- Task details: Convert the lines into a Markdown table with the columns Row and Text, beginning with the line that contains "brass door hinge. Return a box per instance." and continuing through the line that contains "[411,545,469,578]", both included. Give each line its row number and omit any blank lines.

- Dataset rows:
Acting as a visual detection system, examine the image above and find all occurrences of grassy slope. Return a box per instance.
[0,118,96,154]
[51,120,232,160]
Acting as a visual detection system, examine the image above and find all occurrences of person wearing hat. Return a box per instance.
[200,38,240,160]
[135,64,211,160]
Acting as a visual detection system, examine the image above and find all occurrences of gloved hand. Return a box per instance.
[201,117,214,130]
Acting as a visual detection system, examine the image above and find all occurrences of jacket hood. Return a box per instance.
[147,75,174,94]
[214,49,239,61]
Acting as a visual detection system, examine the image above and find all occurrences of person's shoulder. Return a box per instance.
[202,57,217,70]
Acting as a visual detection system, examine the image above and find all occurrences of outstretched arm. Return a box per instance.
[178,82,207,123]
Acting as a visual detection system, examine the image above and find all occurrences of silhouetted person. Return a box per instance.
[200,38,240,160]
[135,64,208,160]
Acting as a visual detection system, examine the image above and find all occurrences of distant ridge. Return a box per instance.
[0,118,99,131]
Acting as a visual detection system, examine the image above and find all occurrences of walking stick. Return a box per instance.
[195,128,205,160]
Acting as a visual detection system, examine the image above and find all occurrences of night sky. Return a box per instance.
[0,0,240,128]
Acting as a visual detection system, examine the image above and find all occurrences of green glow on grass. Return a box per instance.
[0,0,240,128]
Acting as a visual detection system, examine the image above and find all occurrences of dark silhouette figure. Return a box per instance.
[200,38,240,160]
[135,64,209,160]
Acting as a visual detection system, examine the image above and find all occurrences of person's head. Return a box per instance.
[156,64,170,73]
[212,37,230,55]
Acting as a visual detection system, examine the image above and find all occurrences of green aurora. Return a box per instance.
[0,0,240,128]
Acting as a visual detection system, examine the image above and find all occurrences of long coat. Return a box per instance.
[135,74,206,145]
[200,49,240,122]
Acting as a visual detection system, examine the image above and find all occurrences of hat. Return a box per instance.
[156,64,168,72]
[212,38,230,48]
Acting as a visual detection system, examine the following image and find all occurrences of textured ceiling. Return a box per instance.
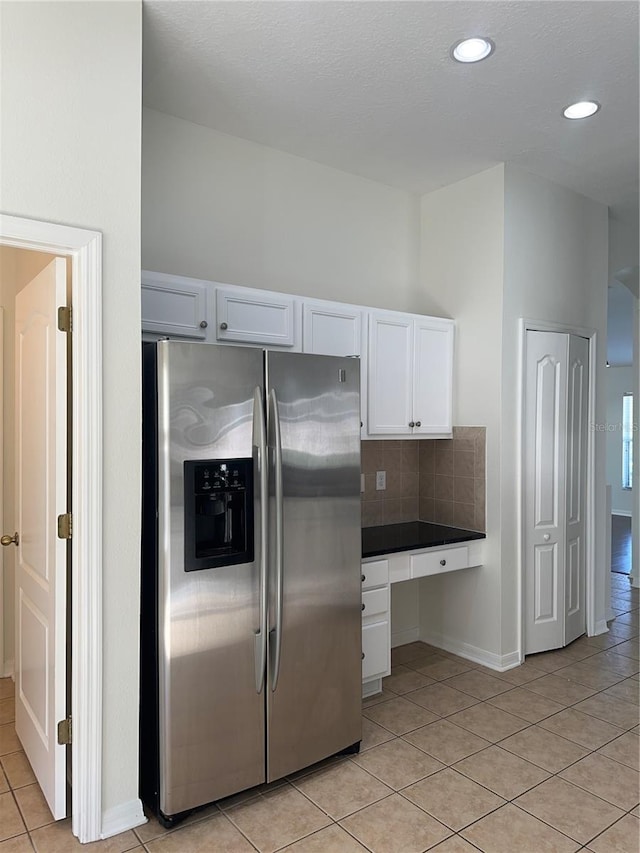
[143,0,639,211]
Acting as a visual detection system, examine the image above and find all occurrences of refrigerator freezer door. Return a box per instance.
[158,341,265,816]
[266,352,361,781]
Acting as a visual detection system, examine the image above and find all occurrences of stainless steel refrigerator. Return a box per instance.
[140,341,361,825]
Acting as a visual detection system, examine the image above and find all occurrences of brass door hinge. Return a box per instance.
[58,512,73,539]
[58,305,71,332]
[58,717,71,746]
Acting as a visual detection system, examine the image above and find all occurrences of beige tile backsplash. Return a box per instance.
[362,427,486,531]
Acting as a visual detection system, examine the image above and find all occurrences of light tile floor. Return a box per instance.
[0,574,640,853]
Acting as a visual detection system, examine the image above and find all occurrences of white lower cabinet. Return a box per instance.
[362,620,389,681]
[362,560,391,696]
[362,539,484,698]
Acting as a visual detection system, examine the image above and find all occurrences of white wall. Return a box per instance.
[605,364,637,515]
[0,0,141,824]
[420,165,504,656]
[0,246,54,674]
[501,166,608,636]
[420,166,608,663]
[142,110,422,311]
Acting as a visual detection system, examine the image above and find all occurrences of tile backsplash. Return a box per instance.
[362,427,486,531]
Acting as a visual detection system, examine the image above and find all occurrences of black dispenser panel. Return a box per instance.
[184,459,253,572]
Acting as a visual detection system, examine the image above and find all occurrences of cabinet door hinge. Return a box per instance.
[58,717,71,746]
[58,305,71,332]
[58,512,73,539]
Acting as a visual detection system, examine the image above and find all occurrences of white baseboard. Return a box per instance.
[593,616,614,637]
[391,625,420,649]
[420,634,520,672]
[362,678,382,699]
[100,799,147,838]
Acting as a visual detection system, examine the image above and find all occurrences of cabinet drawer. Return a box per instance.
[362,622,391,680]
[362,587,389,618]
[362,560,389,589]
[411,545,469,578]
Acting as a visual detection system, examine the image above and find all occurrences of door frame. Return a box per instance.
[517,317,608,661]
[0,214,103,842]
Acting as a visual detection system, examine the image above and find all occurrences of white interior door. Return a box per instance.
[524,331,589,654]
[564,335,589,645]
[524,331,568,654]
[15,258,67,819]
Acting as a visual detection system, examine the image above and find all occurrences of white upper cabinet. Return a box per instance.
[302,299,365,356]
[142,270,454,438]
[302,299,367,438]
[368,313,413,435]
[413,317,453,435]
[216,287,299,349]
[142,271,209,341]
[368,312,454,438]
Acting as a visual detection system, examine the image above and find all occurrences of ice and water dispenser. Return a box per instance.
[184,459,253,572]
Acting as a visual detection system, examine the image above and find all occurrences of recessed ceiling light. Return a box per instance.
[562,101,600,118]
[451,37,495,62]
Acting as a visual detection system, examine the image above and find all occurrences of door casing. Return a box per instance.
[517,318,608,662]
[0,214,103,842]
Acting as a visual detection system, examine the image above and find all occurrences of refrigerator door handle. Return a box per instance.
[269,388,284,691]
[253,387,269,693]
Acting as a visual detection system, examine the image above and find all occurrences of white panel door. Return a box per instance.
[412,318,453,435]
[565,335,589,645]
[302,300,367,438]
[368,313,413,435]
[15,258,67,819]
[524,331,568,654]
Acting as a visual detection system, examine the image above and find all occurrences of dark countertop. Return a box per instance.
[362,521,486,557]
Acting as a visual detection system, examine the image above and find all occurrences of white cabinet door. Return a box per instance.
[216,287,296,347]
[14,258,68,820]
[411,317,453,435]
[302,300,367,438]
[302,300,363,356]
[368,313,413,436]
[142,272,208,340]
[524,330,589,654]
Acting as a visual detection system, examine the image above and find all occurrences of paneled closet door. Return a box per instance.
[524,332,568,654]
[564,335,589,646]
[524,331,589,654]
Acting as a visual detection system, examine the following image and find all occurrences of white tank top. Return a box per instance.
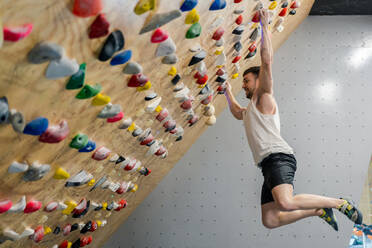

- Output for this task:
| Row | Text |
|---|---|
| 1 | Acting as a visual detection system, examine the image above and find all occurrences of brass door hinge. Return a box per instance. |
| 2 | [58,512,73,539] |
| 3 | [58,305,71,332] |
| 4 | [58,717,71,746] |
| 5 | Acting as a visual detection system, examine the image above and find all occurrences of beige tile backsplash. Return a box per instance. |
| 6 | [362,427,486,531] |
| 7 | Acting as a visual detection system, examine the image above and find all occurrences of light tile floor. Return a box per instance. |
| 8 | [0,574,640,853] |
| 9 | Acting as a visual detection system, examine the image above and find all occurrences of white lower cabinet. Return a box per instance. |
| 10 | [362,620,389,681] |
| 11 | [362,560,391,696] |
| 12 | [362,539,484,698] |
| 13 | Acting as a visual detection system, examine the image above and find all occurrences of white wall. Return a box per instance. |
| 14 | [605,364,637,515] |
| 15 | [0,0,141,824] |
| 16 | [420,165,504,656] |
| 17 | [0,246,54,674] |
| 18 | [501,166,608,636] |
| 19 | [420,166,608,663] |
| 20 | [142,110,422,311] |
| 21 | Acting as a visual detection system, examine the image above and find all occurrences of tile backsplash. Return a box per instance. |
| 22 | [362,427,486,531] |
| 23 | Acting as a visual detection system, examine the image above and find all occurrences of black dispenser panel. Return a box per instance. |
| 24 | [184,459,253,572] |
| 25 | Acting as a visual detection system, examine the image above and find all occurrences of cabinet door hinge. Return a box per instance. |
| 26 | [58,717,71,746] |
| 27 | [58,305,71,332] |
| 28 | [58,512,73,539] |
| 29 | Acting as a visual detection system, examine the image above and find all occurrences of white baseboard. Return a box per instance. |
| 30 | [593,616,614,637] |
| 31 | [391,625,420,649] |
| 32 | [420,634,520,672] |
| 33 | [362,678,382,699] |
| 34 | [100,799,147,838] |
| 35 | Acting as a visual detection system, examine the image above and find all occurrences of cabinet drawer. Return a box per instance. |
| 36 | [362,622,391,680] |
| 37 | [362,587,389,618] |
| 38 | [362,560,389,589] |
| 39 | [411,545,469,578] |